──────── READING TEXT ────────
I know exactly how Hannah feels sitting in that chair, but the knowledge serves no dramatic purpose. The chair merely reinforces the impression made by quite a few other paragraphs of description spread throughout the story: the joint where Hannah strips is a real dive.

In general McVey repeats too much. Readers are told over and over about Jordan vomiting on the man who attacked Hannah and about Jordan’s education and intelligence. I learn so much about Jordan so quickly that later revelations about him lose much of their impact.

My biggest disappointment with The Trashcan Opera Society is the sloppiness of the copyediting. Indie books usually contain more mistakes than books by commercial and small presses, and nobody is perfect, but this novella is closer to a workshop draft than a polished revision. It contains numerous errors and inconsistencies in punctuation and usage. Obvious errors have escaped correction. Several times its is used in place of the contraction it’s. Hannah has “taught stomach and leg muscles.” Lightening is used in a context where lightning seems to be intended, and discrete in a context that calls for discreet.

I encountered too many passages that made me want to reach for a red pen. Here’s one example:

The eyes acquire signs of aging early in a dancer’s career. It is due to  . . . the hard squinting to see if the paper money being waived before their body is a ten dollar or a one dollar bill.
──────── LISTING ────────
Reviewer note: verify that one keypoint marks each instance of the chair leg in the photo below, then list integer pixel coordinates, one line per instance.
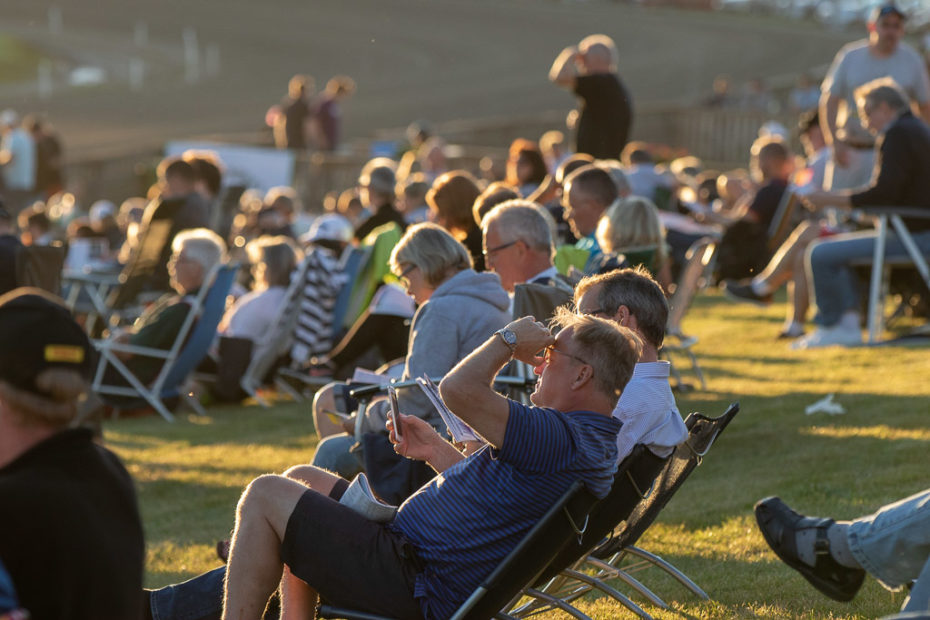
────────
──────── LISTING ────────
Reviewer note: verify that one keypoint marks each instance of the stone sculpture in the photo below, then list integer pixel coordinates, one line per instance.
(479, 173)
────────
• **REQUIRED WORK**
**a.** How would you render this sentence from the review in Spanish: "Obvious errors have escaped correction."
**b.** Answer these questions using the review:
(i) What is the reviewer's biggest disappointment with The Trashcan Opera Society?
(ii) Which two things about Jordan are readers told over and over?
(iii) Which word appears in a context where lightning seems to be intended?

• **TASK-BY-TASK RESULTS**
**a.** Errores evidentes han escapado a la corrección.

**b.**
(i) The sloppiness of the copyediting.
(ii) Jordan vomiting on the man who attacked Hannah, and Jordan's education and intelligence.
(iii) Lightening.